Dataset excerpt:
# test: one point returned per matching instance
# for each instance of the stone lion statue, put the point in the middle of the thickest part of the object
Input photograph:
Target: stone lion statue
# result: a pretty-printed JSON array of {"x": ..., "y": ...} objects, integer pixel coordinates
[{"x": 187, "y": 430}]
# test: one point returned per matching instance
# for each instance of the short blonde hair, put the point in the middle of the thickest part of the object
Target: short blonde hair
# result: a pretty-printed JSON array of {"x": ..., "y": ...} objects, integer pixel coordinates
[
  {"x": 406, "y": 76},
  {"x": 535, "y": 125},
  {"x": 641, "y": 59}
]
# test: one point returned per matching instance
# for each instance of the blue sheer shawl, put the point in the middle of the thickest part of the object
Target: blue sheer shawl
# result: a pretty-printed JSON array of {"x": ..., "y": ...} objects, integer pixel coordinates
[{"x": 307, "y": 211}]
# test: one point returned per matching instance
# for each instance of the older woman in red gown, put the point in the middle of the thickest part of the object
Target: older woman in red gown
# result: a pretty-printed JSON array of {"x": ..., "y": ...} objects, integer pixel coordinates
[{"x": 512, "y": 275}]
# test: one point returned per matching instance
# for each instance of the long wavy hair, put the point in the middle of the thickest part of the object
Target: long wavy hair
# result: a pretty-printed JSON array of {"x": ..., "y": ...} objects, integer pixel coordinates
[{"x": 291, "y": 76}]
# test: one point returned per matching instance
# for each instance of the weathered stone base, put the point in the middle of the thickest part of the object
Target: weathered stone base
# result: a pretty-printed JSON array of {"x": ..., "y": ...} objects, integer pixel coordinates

TASK BRIEF: Every line above should be printed again exactly as it stands.

EXPECTED ANSWER:
# test: one point returned per matching instance
# for each instance of the stone lion statue, put the point in the middle of the thickest part of the object
Input photograph:
Target: stone lion statue
# result: a pretty-printed JSON array of {"x": ..., "y": ...} objects, integer pixel coordinates
[{"x": 187, "y": 430}]
# test: one point returned per matching instance
# for each instance of the short blonde hair, put the point in the middle of the thickest part of the object
Target: short blonde hair
# result: a pretty-printed JSON array of {"x": ..., "y": ...} objects, integer pixel coordinates
[
  {"x": 406, "y": 76},
  {"x": 535, "y": 125},
  {"x": 641, "y": 59}
]
# test: one point returned per matching instance
# for each instance of the blue sheer shawl, put the point in the middle of the thickest part of the object
Target: blue sheer shawl
# result: a pretty-printed JSON array of {"x": ..., "y": ...} objects, integer pixel coordinates
[{"x": 307, "y": 211}]
# test: one point returned per matching instance
# for each instance of the older woman in red gown, put the point in the middle of the thickest part of the object
Target: older woman in red gown
# result: a pretty-printed JSON array of {"x": ..., "y": ...} objects, integer pixel coordinates
[{"x": 512, "y": 275}]
# test: one point returned per matching instance
# for each instance of the long wavy hair, put the point in the middle of the thickest part of the object
Target: long wavy hair
# result: a pretty-printed JSON array of {"x": ..., "y": ...} objects, integer pixel coordinates
[{"x": 291, "y": 76}]
# test: one point returned per matching instance
# for each instance of the weathered stone base, put the point in the middle of the thickest part of the object
Target: weathered stone base
# result: a pretty-printed JSON array of {"x": ..., "y": ...} objects, integer pixel coordinates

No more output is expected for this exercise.